# Start of Source records
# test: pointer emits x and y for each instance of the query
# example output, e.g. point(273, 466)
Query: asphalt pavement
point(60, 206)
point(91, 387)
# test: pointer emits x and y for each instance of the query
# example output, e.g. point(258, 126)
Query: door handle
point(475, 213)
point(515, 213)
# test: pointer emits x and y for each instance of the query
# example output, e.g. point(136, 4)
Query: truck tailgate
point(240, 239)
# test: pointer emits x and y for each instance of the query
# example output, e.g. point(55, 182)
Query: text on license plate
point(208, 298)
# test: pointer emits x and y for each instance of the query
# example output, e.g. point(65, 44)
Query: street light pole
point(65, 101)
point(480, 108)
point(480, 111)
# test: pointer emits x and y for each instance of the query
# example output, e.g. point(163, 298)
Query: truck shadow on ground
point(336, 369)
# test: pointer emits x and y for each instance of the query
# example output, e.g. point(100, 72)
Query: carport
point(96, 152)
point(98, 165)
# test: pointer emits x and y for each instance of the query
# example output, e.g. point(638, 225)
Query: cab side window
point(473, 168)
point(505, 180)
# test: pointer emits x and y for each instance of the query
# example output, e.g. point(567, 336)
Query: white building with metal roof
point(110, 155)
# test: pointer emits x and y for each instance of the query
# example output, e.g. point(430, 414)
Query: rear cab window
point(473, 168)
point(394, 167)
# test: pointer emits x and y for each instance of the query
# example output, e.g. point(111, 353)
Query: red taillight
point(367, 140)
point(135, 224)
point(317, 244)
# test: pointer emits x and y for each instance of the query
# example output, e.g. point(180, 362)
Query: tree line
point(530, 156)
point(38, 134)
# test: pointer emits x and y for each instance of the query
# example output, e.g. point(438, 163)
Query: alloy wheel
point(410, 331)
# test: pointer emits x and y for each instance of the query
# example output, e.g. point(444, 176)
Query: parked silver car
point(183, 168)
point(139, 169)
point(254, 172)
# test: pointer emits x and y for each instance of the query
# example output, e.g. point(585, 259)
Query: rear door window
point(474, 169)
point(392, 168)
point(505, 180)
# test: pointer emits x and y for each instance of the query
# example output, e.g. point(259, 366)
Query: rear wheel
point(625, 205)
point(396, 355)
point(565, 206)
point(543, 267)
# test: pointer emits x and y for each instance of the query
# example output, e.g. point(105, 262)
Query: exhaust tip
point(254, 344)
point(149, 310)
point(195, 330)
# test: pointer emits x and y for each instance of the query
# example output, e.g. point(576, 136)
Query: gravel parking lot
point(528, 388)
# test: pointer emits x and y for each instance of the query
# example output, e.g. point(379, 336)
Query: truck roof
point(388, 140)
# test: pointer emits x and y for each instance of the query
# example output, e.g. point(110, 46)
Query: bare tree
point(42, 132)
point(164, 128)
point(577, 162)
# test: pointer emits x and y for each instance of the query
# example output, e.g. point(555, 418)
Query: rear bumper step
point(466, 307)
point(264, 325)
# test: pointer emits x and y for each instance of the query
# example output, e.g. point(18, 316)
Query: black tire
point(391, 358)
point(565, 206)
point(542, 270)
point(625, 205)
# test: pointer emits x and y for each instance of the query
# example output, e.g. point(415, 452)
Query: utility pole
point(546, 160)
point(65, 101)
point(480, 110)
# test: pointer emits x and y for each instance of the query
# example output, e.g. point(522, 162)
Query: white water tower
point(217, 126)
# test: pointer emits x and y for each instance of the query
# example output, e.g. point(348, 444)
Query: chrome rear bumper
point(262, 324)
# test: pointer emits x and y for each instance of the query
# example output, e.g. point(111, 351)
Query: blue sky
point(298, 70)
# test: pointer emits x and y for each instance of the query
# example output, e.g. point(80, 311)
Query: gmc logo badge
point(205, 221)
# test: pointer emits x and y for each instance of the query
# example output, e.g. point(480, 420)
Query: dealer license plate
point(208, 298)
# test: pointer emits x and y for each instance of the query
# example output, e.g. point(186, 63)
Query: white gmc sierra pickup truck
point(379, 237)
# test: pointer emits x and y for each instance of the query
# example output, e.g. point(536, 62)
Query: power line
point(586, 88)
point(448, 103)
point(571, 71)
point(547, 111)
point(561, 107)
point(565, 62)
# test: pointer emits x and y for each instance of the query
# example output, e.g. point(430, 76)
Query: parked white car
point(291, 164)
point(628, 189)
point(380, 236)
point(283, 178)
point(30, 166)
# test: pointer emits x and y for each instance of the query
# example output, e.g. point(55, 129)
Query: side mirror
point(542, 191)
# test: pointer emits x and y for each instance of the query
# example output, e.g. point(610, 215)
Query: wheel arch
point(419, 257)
# End of Source records
In this exercise, repeat all entries exactly.

# test: pointer emits x and y for each instance of the query
# example output, e.g. point(273, 466)
Query: asphalt pavement
point(60, 206)
point(91, 387)
# test: pointer emits x and y for each instance of the query
# example output, e.g. point(258, 126)
Query: door handle
point(475, 213)
point(515, 213)
# test: pointer emits x and y for each instance of the query
# example output, e.g. point(136, 4)
Query: truck tailgate
point(240, 239)
# test: pointer emits x and y for each instance of the query
# example output, e.g. point(55, 182)
Query: text on license plate
point(208, 298)
# test: pointer emits x and y for each instance of the query
# example output, e.g. point(65, 44)
Query: street light pole
point(65, 101)
point(480, 108)
point(480, 111)
# test: pointer emits x and y for each instance of the query
# example output, e.g. point(163, 298)
Query: truck shadow on ground
point(336, 369)
# test: pointer emits x and y for each instance of the query
# example output, e.g. point(100, 72)
Query: carport
point(96, 152)
point(98, 165)
# test: pointer emits x and y for each instance of the query
# example output, e.g. point(638, 225)
Query: cab side window
point(473, 168)
point(505, 180)
# test: pointer emits x and y for each instance of the query
# example output, e.g. point(567, 336)
Query: white building with metal roof
point(110, 155)
# test: pointer emits x and y for each instance of the query
# example output, e.g. point(430, 414)
Query: rear cab window
point(473, 168)
point(394, 167)
# test: pointer emits x and y for each instance of the query
# example output, e.g. point(111, 353)
Query: red taillight
point(367, 140)
point(135, 224)
point(317, 244)
# test: pointer emits x and y for each instance of the query
# example output, e.g. point(180, 362)
Query: tree line
point(530, 156)
point(38, 134)
# test: pointer emits x and y for each instance of the query
# example output, e.g. point(438, 163)
Query: alloy wheel
point(410, 331)
# test: pointer emits x and y for each instance of the query
# example output, e.g. point(444, 176)
Query: parked silver car
point(183, 168)
point(139, 169)
point(254, 172)
# test: pointer emits x and y for each instance of the query
# example output, e.g. point(585, 259)
Query: rear door window
point(474, 169)
point(392, 168)
point(505, 180)
# test: pointer emits x and y for each instance of the query
# example output, e.g. point(259, 366)
Query: rear wheel
point(625, 205)
point(396, 355)
point(565, 206)
point(543, 267)
# test: pointer emits x and y for each instance of the query
# example output, e.g. point(105, 262)
Query: exhaust tip
point(254, 344)
point(149, 310)
point(195, 330)
# test: pointer emits x and y for each instance of the query
# example output, e.g. point(576, 136)
Query: gravel parking lot
point(528, 388)
# test: pointer emits x and y for each instance of the query
# example output, e.g. point(379, 336)
Query: truck roof
point(388, 140)
# test: pointer emits x and y for each instance of the query
# example output, e.g. point(110, 46)
Query: bare tree
point(42, 132)
point(164, 128)
point(577, 162)
# test: pointer emits x and y for each instance of the query
# example output, e.g. point(555, 418)
Query: rear bumper step
point(466, 307)
point(264, 325)
# test: pointer emits x and y for each instance of the query
# example output, e.g. point(18, 316)
Query: black tire
point(391, 358)
point(565, 206)
point(542, 270)
point(625, 205)
# test: pointer emits x and y for each instance of the query
# example output, e.g. point(415, 452)
Query: utility pole
point(546, 160)
point(65, 101)
point(480, 110)
# test: pointer emits x and y for each instance of the query
# example output, e.g. point(522, 162)
Query: white water tower
point(217, 126)
# test: pointer emits x and y for each instance of the query
# example output, e.g. point(348, 444)
Query: chrome rear bumper
point(262, 324)
# test: pointer emits x and y for each instance of the query
# example output, e.g. point(111, 351)
Query: blue sky
point(298, 70)
# test: pointer emits x and y for each instance of the query
# example output, e.g. point(80, 311)
Query: gmc logo badge
point(205, 221)
# test: pointer emits x and y for each instance of the query
# example output, e.g. point(480, 420)
Query: dealer license plate
point(208, 298)
# test: pointer emits x and y for each instance of the query
# example output, e.g. point(186, 63)
Query: white gmc sierra pickup truck
point(379, 237)
# test: pointer emits x and y for each instance of the query
# example output, e.g. point(536, 62)
Query: power line
point(586, 88)
point(448, 103)
point(571, 71)
point(547, 111)
point(561, 107)
point(565, 62)
# test: pointer emits x and y for each instance of the query
# example output, e.g. point(430, 76)
Query: parked white car
point(291, 164)
point(628, 189)
point(380, 236)
point(283, 178)
point(30, 166)
# test: pointer emits x and y for each instance of the query
# example output, e.g. point(55, 129)
Query: side mirror
point(542, 191)
# test: pointer emits x and y for each instance of the query
# example output, e.g. point(610, 215)
Query: wheel arch
point(419, 257)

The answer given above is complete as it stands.